Long-term mortgages rates dipped this week as weak home-builder optimism and lower housing starts took pressure off inflation, Freddie Mac and Bankrate.com reported today.
In Freddie Mac’s survey, the 30-year fixed-rate mortgage sank to an average 6.69 percent from 6.74 percent last week, while the 15-year fixed-rate mortgage declined to 6.37 percent from 6.43 percent. Points, which are fees lenders charge for loan processing expressed as a percent of the loan, averaged 0.5 on the 30- and 15-year loans.
Adjustable-rate mortgages (ARMs) also became slightly more affordable this week, with the five-year Treasury-indexed hybrid ARM falling to 6.31 percent from 6.37 percent and the one-year ARM down from 5.75 percent to 5.66 percent. Points on these loans averaged 0.6 and 0.7, respectively.
“Mortgage rates eased this week due to market concerns that the housing market will be a longer drag on the economy,” Frank Nothaft, Freddie Mac vice president and chief economist, said in a prepared statement. “May’s housing starts fell for the first time in four months, while home-builder optimism in June fell to a 16-year low.
“Thus far this year, the housing sector directly shaved 0.8 percentage points off real economic growth in the first quarter, compared to the 1.2 percentage points it lopped off growth in the second half of 2006.”
In Bankrate.com’s survey, mortgage rates broke a seven-week streak of increases, with the average 30-year fixed mortgage rate falling back to 6.76 percent, and discount and origination points averaged 0.27.
The average 15-year fixed rate mortgage, popular for refinancing, dropped to 6.45 percent, Bankrate.com reported. With larger loans, the average jumbo 30-year fixed rate dipped back below the 7 percent mark to 6.99 percent. Adjustable-rate mortgages were no different, with the average one-year ARM inching lower to 6.18 percent and the 5/1 ARM sinking to 6.58 percent.

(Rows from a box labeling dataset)
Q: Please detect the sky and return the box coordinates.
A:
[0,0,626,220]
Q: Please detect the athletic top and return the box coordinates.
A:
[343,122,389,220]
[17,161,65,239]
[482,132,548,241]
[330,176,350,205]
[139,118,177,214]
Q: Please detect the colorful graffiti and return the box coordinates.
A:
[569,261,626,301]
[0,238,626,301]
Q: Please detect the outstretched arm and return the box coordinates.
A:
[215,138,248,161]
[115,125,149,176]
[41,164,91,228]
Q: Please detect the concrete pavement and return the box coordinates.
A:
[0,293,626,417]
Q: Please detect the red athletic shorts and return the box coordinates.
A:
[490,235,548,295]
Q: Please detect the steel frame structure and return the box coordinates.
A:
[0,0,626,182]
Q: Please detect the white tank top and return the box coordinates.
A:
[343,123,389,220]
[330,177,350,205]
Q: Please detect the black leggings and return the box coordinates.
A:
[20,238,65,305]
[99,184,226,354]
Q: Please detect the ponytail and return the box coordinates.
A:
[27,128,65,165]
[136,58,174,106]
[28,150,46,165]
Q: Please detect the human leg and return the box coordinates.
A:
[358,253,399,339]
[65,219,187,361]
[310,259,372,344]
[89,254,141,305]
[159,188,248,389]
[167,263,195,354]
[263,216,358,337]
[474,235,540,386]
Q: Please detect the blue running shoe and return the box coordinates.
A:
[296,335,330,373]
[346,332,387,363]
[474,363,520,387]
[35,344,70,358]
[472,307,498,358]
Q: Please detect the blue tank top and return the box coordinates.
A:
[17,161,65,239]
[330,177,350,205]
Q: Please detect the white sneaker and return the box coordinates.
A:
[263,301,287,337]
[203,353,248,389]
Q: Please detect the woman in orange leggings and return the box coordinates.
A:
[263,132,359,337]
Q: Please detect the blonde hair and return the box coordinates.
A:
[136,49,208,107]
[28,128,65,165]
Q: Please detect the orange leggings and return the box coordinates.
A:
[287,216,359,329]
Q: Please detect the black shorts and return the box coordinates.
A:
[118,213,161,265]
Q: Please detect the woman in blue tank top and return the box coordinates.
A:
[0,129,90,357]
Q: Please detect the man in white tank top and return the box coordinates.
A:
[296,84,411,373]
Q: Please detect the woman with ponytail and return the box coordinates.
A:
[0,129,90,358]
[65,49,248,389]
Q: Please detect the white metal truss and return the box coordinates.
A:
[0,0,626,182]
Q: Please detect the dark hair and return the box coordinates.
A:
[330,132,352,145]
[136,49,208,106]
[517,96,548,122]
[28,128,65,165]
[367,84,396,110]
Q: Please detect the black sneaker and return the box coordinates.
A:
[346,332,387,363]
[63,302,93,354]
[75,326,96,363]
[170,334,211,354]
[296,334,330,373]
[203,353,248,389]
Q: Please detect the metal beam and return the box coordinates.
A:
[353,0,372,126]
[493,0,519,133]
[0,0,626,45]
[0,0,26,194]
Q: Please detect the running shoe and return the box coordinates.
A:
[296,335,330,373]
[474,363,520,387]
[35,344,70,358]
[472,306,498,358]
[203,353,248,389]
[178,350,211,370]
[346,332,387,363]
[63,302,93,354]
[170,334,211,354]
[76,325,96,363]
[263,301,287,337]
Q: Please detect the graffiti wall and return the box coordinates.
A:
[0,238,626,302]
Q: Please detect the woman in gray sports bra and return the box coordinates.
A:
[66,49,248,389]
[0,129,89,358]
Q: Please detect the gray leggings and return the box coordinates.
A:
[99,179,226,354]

### [What you need to do]
**a)** Answer these questions from the mortgage rates report:
(i) What was the average 30-year fixed rate this week in Freddie Mac's survey?
(ii) What low did home-builder optimism reach in June, according to Frank Nothaft?
(iii) What was the average jumbo 30-year fixed rate in Bankrate.com's survey?
**b)** Decide whether each statement agrees with the mortgage rates report. Answer yes or no, and quote the words that settle it.
(i) In Freddie Mac's survey, points on the 30- and 15-year loans averaged 0.6.
(ii) In Bankrate.com's survey, mortgage rates ended a seven-week run of increases.
(iii) In Freddie Mac's survey, the one-year ARM rose this week.
**c)** Extend the mortgage rates report past its final sentence.

### [Results]
**a)**
(i) 6.69 percent
(ii) A 16-year low
(iii) 6.99 percent

**b)**
(i) No: "averaged 0.5 on the 30- and 15-year loans."
(ii) Yes: "mortgage rates broke a seven-week streak of increases"
(iii) No: "the one-year ARM down from 5.75 percent to 5.66 percent"

**c)**
After rising significantly in the preceding three weeks, mortgage rates responded to signs that core inflation was moderating as the Fed has forecast, according to Bankrate.com. The core Consumer Price Index announced on June 15 came in lower than expected, and showed a decline over the trailing 12 months. Any indication that inflation is less of a threat is good news to bond investors that fear its erosive effects on the purchasing power of a bond’s fixed payments. The resulting increase in bond prices pushed both bond yields and mortgage rates — which are closely tied — lower.
Bankrate.com reported that fixed mortgage rates remain nearly one-half percentage point higher than at the beginning of May. At the time, the average 30-year fixed mortgage rate was 6.28 percent, meaning that a $165,000 loan would have carried a monthly payment of $1,019. With the average 30-year fixed rate now 6.76 percent, the same loan originated today would carry a monthly payment of $1,071.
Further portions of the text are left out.